Reproduce the material below, swapping "pick planner" for "route planner" every time it occurs and leaving everything else unchanged.

------------------------

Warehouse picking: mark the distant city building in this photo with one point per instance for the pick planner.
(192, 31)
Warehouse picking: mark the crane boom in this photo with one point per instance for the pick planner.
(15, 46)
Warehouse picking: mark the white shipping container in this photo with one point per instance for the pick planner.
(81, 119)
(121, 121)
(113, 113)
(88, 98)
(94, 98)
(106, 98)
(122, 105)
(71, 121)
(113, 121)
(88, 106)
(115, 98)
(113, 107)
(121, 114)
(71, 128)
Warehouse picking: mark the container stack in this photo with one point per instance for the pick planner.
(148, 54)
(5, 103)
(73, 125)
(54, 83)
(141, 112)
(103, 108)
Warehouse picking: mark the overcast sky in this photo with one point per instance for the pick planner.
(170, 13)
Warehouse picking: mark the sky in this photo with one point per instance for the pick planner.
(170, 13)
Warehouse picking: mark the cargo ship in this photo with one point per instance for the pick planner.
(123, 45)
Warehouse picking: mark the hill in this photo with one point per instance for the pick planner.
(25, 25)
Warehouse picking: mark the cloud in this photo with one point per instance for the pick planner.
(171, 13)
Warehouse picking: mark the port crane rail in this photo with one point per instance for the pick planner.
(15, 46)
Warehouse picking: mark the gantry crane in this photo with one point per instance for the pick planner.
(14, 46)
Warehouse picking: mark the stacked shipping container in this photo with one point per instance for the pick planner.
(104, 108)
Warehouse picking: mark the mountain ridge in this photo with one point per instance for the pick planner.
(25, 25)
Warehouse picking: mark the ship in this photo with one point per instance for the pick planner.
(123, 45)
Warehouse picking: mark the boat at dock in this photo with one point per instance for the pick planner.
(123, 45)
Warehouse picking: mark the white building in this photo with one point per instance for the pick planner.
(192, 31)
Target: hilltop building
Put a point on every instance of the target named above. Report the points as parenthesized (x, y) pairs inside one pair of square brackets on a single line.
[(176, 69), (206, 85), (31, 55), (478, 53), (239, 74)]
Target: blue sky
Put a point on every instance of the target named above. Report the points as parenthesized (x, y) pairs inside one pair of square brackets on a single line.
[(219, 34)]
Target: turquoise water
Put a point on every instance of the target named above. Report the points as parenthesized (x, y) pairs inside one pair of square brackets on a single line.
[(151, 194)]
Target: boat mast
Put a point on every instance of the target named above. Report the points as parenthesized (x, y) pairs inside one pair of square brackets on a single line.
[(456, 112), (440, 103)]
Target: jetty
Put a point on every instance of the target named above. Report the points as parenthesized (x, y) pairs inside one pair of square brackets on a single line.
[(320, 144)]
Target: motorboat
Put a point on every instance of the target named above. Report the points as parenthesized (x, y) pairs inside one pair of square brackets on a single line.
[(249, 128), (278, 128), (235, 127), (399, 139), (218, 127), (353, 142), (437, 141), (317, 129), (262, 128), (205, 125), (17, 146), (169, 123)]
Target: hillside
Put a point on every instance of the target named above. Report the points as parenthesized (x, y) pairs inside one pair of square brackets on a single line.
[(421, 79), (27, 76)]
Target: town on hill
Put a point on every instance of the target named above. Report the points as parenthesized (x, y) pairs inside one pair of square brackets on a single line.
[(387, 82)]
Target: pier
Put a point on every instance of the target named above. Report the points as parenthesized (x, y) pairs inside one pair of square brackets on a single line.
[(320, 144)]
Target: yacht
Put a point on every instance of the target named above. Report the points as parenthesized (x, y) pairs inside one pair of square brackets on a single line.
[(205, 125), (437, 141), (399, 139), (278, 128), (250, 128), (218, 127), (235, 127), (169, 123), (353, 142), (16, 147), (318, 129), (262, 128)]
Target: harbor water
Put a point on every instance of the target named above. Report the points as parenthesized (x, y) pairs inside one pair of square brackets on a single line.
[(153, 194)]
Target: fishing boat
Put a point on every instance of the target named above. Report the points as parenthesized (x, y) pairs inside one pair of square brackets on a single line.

------------------------

» **Exercise output**
Warehouse picking: mark the distant city building in this photo with one point per instance for the route planner.
(192, 31)
Warehouse picking: mark the crane boom in this photo with one point per instance for the route planner.
(15, 46)
Warehouse picking: mark the white shipping container in this photo with one point per instance for the route planner.
(81, 119)
(121, 121)
(113, 113)
(88, 98)
(94, 98)
(106, 98)
(122, 105)
(71, 121)
(113, 121)
(88, 106)
(115, 98)
(113, 107)
(121, 114)
(71, 128)
Warehouse picking: mark the container stack in this photo with one point per instance for the route planner.
(148, 54)
(5, 103)
(73, 125)
(54, 83)
(141, 112)
(103, 108)
Warehouse picking: mark the overcast sky in this photo with one point per instance for the route planner.
(170, 13)
Warehouse picking: mark the sky in this photo with one point per instance for the route planner.
(170, 13)
Warehouse picking: mark the cargo ship in this photo with one point per instance for the route planner.
(123, 45)
Warehouse picking: mark the hill in this photo with one point per instance for the route planner.
(25, 25)
Warehouse picking: mark the cloud in this photo with one point per instance for the route planner.
(171, 13)
Warehouse picking: mark the port crane rail in this photo with one point per instance for the route planner.
(15, 46)
Warehouse picking: mark the gantry crane in this photo with one point per instance for the route planner.
(14, 46)
Warehouse picking: mark the stacked shipping container in this photo with one point per instance for the route planner.
(104, 108)
Warehouse picking: mark the mountain ridge in this photo with one point per instance for the route planner.
(25, 25)
Warehouse picking: mark the ship in this photo with one point per instance for the route planner.
(123, 45)
Warehouse picking: mark the boat at dock in this photo with one point per instance for the route planner.
(123, 45)
Warehouse picking: mark the white building in this photo with one point per instance for the route planner.
(192, 31)
Target: hilltop building
Put a point on every instance of the target named above. Report the points as parenthesized (x, y) pairs inside one pair of square brackets on a single line.
[(176, 69), (206, 85), (31, 55), (478, 53), (239, 74)]
Target: blue sky
Put a point on every instance of the target named above. Report the points as parenthesized (x, y) pairs inside one pair of square brackets on a single line.
[(219, 34)]
Target: turquoise water
Put a point on every instance of the target named above. Report the points as parenthesized (x, y) pairs inside one pair of square brackets on a single line.
[(151, 194)]
Target: boat mast
Put a point on every instance of the target named above. Report the points as parenthesized (x, y) pairs inside one pair of square brackets on a single line.
[(456, 112), (440, 103)]
Target: jetty
Put a point on every instance of the target named above. Report the points as parenthesized (x, y) pairs inside one pair of square brackets on a single line.
[(320, 144)]
Target: motorboat
Put a point on every instance of the target named above. Report the points as parenthesized (x, y) pairs inside one pair of square brackets on a single line.
[(249, 128), (278, 128), (235, 127), (399, 139), (218, 127), (353, 142), (437, 141), (317, 129), (262, 128), (205, 125), (17, 146), (169, 123)]
Target: hillside
Put a point on every instance of the target named above. Report the points as parenthesized (x, y) pairs inside one pair of square brackets on a single line.
[(421, 79), (27, 76)]
Target: town on hill
Put a point on every instance of the target named above. Report the points as parenthesized (x, y) pairs inside one pair of square brackets on a single line.
[(387, 82)]
Target: pier
Put a point on every instance of the target named above. Report the points as parenthesized (x, y) pairs inside one pair of square brackets on a single line.
[(320, 144)]
Target: yacht
Put a point on every instance of the target named above. Report the points as parenthesized (x, y) pairs inside one pair of square brackets on a single line.
[(205, 125), (437, 141), (399, 139), (278, 128), (250, 128), (218, 127), (235, 127), (169, 123), (353, 142), (16, 147), (318, 129), (262, 128)]
Target: harbor water
Put a point on every instance of the target named above. Report the points as parenthesized (x, y) pairs inside one pair of square brackets on a single line.
[(153, 194)]
Target: fishing boat
Put a point on every instance of the target named above. Report the points as parenthesized (x, y) pairs inside one pair of square brackets on a single line.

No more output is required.